### EXTRACT:
..........

That is the hairstyle of exertion.
That is the hairstyle of exertion.
Spring is beginning to emerge. The days are lengthening and the birds are singing. What better way to celebrate than to replace the gentle chirping of our avian companions with mildly-to-moderately embarrassing yells of ‘DO!’ and ‘MENNNNNN!’ (an exclamation particularly painful to the ear of one with a singing background. Lengthened consonants are never a pretty sight/sound) at my reasonably local kendo dojo? I type this but a few hours after my first attempt, my right arm still limp and feeble.
Beginning this practice feels rather odd, particularly as my preliminary research told me that it’s actually reasonably rare for people to begin as adults. Indeed, there were many, many children in full bogu (armour) going at it with practiced ease while my party fumbled about with sticks.
Although the group of beginners are split very definitely by height and age, through careful observation of their mannerisms and particular attention paid to their shouts and state of dress I have been able to construct an entirely fanciful and likely thoroughly contradictable classmate classification during the hour I spent thwacking things and self-consciously yelling.
Given away by his brand-new shinai and almost-as-feeble-as-mine proto-facial hair, The Otaku has a battle cry not dissimilar to that of Link’s cry of woe as he falls from a great height, which is particularly fortuitous as it makes even mine appear manly as the roar of the tiger. His glasses are stashed in a bag which seems improbably large considering he isn’t changing his clothes and has yet to purchase any kit other than the eponymous sword. His technique is, naturally, almost perfect, but bears marks of having been practiced in front of a mirror rather than against a solid object. He is fiercely motivated, and dreams of becoming a master swordsman the likes of which have not been seen since the great Miamoto Musashi, and who can blame him? That’s why we all join up in the first place.

..........

(Records from a data collection)

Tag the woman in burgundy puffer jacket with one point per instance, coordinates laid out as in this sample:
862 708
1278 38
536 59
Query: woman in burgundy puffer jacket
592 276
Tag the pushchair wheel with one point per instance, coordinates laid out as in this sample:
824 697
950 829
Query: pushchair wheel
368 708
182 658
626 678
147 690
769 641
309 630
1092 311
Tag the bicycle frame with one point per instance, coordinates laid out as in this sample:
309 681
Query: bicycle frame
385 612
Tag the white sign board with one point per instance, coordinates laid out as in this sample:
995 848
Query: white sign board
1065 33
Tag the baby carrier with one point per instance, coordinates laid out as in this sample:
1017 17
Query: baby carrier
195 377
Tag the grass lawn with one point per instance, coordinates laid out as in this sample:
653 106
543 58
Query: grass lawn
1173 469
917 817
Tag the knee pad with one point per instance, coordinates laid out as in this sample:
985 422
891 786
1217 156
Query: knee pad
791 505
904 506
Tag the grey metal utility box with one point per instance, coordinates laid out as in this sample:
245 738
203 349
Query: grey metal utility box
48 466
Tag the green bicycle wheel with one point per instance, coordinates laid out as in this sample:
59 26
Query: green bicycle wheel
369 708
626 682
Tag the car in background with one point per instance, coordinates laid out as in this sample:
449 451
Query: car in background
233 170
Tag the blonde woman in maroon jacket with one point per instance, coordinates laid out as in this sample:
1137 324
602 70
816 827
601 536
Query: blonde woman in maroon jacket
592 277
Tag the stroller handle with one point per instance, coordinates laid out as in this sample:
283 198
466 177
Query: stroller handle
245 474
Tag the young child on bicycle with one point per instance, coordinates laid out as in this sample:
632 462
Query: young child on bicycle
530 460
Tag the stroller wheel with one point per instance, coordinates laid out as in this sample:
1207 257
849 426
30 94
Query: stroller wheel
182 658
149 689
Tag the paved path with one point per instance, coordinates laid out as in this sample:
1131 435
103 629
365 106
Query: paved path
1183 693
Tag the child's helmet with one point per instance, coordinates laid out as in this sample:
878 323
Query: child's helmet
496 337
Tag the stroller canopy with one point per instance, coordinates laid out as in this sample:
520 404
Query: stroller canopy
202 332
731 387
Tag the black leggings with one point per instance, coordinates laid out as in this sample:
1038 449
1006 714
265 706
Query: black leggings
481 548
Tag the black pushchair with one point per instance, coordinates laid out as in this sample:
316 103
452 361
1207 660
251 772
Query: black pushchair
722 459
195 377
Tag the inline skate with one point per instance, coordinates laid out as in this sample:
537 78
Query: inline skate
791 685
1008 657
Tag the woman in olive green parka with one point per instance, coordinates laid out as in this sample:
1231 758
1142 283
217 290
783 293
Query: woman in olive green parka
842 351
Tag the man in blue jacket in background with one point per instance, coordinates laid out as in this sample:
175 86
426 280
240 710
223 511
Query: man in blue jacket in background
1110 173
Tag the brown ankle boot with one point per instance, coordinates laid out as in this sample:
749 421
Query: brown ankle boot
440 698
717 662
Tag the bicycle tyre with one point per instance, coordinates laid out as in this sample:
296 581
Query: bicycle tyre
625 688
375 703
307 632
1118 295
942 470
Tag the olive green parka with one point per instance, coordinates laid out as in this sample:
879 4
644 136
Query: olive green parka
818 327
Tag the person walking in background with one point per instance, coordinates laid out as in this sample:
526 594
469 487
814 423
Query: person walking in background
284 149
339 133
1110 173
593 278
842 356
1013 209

..........

### OBJECTIVES:
**A)** In the kendo blog post, what did the writer observe in the other beginners to build the classmate classification?
**B)** Carry on the blog post about starting kendo, picking up right after its last sentence.

### ANSWERS TO THE PROBLEMS:
**A)** Their mannerisms, their shouts, and their state of dress.

**B)**
The eldest of the children (not counting yours truly — if I am to write in English I shall conform to our legal system within the confines of this blog) and the one with the greatest carefree abandon. He has little need for stale technique or targeted cries. His style, described as wild by some, is loose and free. As far as we can tell, he’s just here for the hitting.
Resplendent in two-tone robes and flowing headband, this tiny ball of rage is distinctly characterised by his ability to make apparently full-force strikes without breaking step. This comes at the expense of a straight back, sound foot stamp or any real indication that Sensei’s teaching has gotten through to him, but should he face a myriad of foes in a dramatic rooftop chase in Kyoto he’ll likely survive much longer than the rest of us.
Of a similar size and decoration to his sibling, he is the most learned of all. Indeed, it’s not entirely clear why he was relegated from the group above. All too often, his role is one of slightly bemused guinea pig. His visage is marred by the memory of conflicts past, and of the realisation that he must once more suffer trials with his mortal enemy by his side.
Slightly wizened but (un)fortunately not nearly as stereotypically bearded or unforgiving as his reputation and title may suggest, The Sensei bears more than a passing resemblance to Peter Capaldi, although likely without quite the same creativity when it comes to language. He shall be a worthy opponent when my journey draws to a close.
The fact is, most of this past month has already been covered by previous posts, but there has been no mention whatsoever of my most recent Significant Event, the knowledge of which has been made known to only a few people (most of them related) outside the walls in which I here write.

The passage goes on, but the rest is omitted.